Given task:
Write out, unchanged, the lines from the one holding "Thank you for the photograph. Please indicate the woman's hand" to the close of the listing. Both the first and last lines belong in it.

Supplied material:
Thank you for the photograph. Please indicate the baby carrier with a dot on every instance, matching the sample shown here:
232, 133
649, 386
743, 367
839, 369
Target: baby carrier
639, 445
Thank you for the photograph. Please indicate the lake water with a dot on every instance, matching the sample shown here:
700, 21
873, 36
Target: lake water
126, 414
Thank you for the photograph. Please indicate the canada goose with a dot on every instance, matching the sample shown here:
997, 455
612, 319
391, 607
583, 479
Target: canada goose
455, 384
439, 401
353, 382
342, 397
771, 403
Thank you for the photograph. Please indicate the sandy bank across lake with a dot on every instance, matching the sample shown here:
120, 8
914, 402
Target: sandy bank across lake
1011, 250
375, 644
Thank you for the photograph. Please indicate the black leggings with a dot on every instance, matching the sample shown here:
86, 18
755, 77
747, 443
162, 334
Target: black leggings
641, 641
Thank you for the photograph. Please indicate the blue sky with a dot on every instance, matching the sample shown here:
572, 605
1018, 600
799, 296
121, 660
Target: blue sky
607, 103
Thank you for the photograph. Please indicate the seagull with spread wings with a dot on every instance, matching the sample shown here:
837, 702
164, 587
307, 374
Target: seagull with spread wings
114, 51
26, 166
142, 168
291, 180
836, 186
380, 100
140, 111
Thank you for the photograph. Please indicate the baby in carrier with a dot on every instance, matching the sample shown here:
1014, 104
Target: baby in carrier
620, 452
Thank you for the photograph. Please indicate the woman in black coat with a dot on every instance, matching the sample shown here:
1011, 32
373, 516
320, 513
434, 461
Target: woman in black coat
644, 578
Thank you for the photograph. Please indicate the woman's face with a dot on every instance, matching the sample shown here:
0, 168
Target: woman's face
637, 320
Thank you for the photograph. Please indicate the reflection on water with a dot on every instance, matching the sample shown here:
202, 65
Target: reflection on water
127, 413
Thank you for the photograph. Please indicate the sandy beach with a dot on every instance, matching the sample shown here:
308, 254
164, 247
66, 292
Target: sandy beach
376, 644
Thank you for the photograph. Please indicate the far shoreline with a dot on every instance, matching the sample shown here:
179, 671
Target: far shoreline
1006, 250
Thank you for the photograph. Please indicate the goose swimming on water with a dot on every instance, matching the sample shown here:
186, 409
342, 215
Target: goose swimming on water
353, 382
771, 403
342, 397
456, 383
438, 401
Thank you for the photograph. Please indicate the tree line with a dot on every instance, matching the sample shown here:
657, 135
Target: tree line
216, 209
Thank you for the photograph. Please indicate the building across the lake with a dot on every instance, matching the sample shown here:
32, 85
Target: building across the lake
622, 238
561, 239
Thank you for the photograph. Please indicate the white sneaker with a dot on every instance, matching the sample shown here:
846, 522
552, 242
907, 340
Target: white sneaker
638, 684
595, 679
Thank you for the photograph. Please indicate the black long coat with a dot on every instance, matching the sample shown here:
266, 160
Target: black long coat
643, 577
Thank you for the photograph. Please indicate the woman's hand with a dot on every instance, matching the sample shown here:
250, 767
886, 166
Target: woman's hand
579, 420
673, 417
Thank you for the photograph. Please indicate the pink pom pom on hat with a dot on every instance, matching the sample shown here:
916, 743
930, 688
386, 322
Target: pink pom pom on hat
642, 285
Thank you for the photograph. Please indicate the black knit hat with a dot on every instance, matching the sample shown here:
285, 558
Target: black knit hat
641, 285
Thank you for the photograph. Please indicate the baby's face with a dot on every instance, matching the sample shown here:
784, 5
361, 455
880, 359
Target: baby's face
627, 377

Correct result:
Thank you for the photograph. Please indicate the woman's hand with a dot on every instance, matching the sample shown here:
250, 767
886, 166
Target: woman's hand
579, 420
673, 417
Thank you for the photograph. Please indicate the pink pom pom on hat with a dot on every instance, matching the sample shown here:
916, 743
930, 688
386, 322
Target: pink pom pom on hat
642, 285
Thank you for the photograph. Please indicate the black knit hat with a dot on every instance, matching the sample shown here:
285, 558
Target: black knit hat
641, 285
Thank you for the photograph. Please indicate the baby's face with a dot on every instance, matching the sample shown here:
784, 5
361, 455
880, 359
Target: baby's face
627, 377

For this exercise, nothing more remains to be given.